The records.
________________________

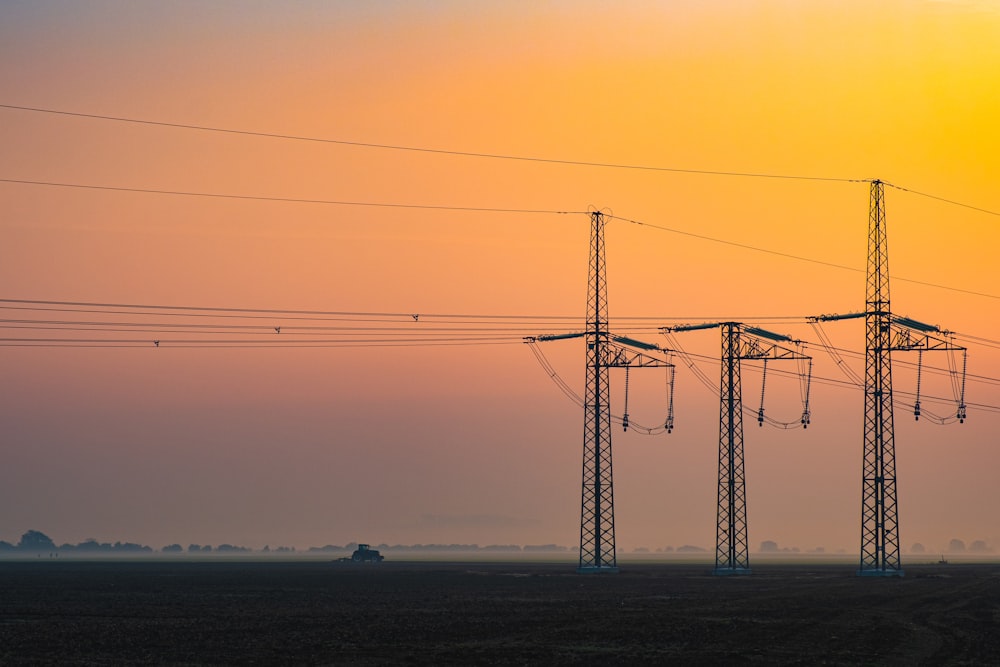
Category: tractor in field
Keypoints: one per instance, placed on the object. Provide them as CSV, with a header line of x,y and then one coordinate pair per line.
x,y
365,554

________________________

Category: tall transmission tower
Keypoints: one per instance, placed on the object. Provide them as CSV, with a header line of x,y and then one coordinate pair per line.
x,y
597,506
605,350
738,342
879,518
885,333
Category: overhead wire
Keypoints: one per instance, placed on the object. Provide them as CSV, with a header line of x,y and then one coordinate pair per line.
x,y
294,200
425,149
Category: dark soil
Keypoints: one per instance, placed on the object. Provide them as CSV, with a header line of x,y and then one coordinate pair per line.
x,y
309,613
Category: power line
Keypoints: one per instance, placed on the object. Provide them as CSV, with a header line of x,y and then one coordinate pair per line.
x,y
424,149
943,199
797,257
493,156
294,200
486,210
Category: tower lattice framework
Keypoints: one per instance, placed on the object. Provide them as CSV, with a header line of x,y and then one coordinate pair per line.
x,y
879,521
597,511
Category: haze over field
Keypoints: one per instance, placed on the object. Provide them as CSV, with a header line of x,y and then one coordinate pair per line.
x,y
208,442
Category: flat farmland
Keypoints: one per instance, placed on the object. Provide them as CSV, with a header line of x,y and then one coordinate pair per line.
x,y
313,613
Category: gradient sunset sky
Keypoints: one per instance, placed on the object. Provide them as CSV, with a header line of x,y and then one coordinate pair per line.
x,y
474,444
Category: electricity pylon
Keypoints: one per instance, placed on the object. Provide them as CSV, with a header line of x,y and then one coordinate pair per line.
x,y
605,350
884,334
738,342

________________________

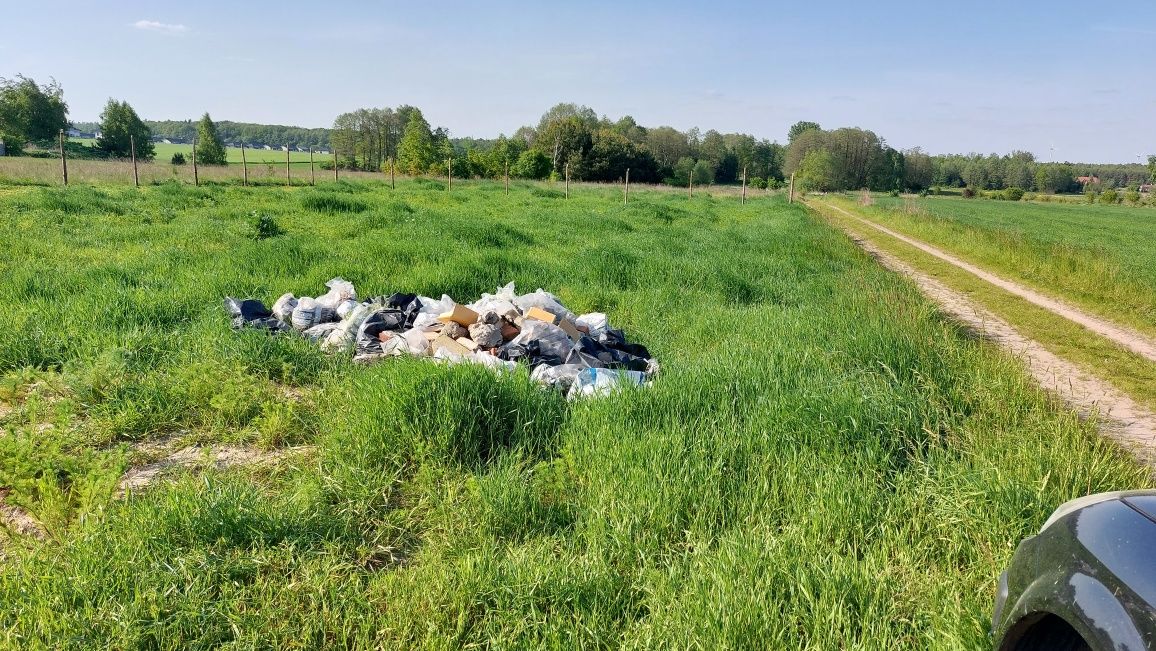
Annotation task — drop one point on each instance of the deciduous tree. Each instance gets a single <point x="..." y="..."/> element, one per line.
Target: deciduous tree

________________________

Description of the task.
Can you repeat, word for word, every line above from the one containing "Category: gradient sunset sky" down to the one containing "Category: electricity pylon", including both?

Written reply.
Category: gradient sunset sky
Keypoints: one per instance, placed on the object. Provide them as CSV, with a header line of x,y and then one coordinate pair per line.
x,y
474,444
Category: electricity pylon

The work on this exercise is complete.